Image object location items:

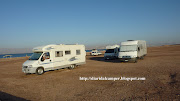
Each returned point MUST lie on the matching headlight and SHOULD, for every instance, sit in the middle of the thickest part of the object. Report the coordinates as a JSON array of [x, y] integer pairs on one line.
[[30, 66]]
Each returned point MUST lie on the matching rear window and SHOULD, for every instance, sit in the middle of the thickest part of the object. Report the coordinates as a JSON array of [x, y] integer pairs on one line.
[[109, 51], [67, 52], [78, 52], [59, 53]]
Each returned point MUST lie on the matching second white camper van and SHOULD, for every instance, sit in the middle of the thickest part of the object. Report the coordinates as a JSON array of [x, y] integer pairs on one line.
[[132, 50], [52, 57], [95, 52], [111, 52]]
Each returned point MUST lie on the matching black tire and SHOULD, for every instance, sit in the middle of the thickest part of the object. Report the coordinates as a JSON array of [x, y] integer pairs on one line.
[[39, 71], [72, 67]]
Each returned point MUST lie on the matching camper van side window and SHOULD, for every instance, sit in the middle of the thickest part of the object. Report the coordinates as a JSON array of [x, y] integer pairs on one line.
[[78, 52], [67, 52], [59, 53]]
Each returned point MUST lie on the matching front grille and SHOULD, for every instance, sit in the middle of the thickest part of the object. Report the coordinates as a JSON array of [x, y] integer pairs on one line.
[[25, 66]]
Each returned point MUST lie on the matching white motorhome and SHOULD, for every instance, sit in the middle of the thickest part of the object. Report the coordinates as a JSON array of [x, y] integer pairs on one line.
[[132, 50], [111, 52], [53, 57], [95, 52]]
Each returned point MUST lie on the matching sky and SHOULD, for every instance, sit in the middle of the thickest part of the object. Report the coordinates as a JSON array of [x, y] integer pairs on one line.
[[94, 23]]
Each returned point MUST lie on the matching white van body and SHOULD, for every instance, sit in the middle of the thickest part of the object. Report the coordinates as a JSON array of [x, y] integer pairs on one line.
[[52, 57], [132, 50], [111, 52], [95, 52]]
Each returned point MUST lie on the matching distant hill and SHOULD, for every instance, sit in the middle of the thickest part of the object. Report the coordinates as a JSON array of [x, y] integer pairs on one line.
[[15, 50]]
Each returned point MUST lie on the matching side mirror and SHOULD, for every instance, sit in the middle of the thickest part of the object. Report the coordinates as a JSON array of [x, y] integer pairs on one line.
[[42, 59]]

What this task involves: Could you render the items as a numbered list with blank lines omitted, beginning at the start of the items and stopping after the line that contains "[[109, 51], [67, 52], [78, 52], [59, 53]]", with both ends included? Leave the pictures out of your answer.

Solution for this problem:
1. Each returned point MUST lie on the matching headlight and SHOULD, for every instance, sit in the middle of the thickest part of the object. Report the coordinates as a JSON array of [x, y] integer pairs on one line.
2. [[30, 66]]
3. Each returned point MUST lie on the matching rear window and SHOULD, for every instance, sit in the middle of the thickest part of the object. Report the coordinates as a JSON array of [x, y] integer pairs on one line.
4. [[109, 51], [67, 52], [78, 52], [59, 53]]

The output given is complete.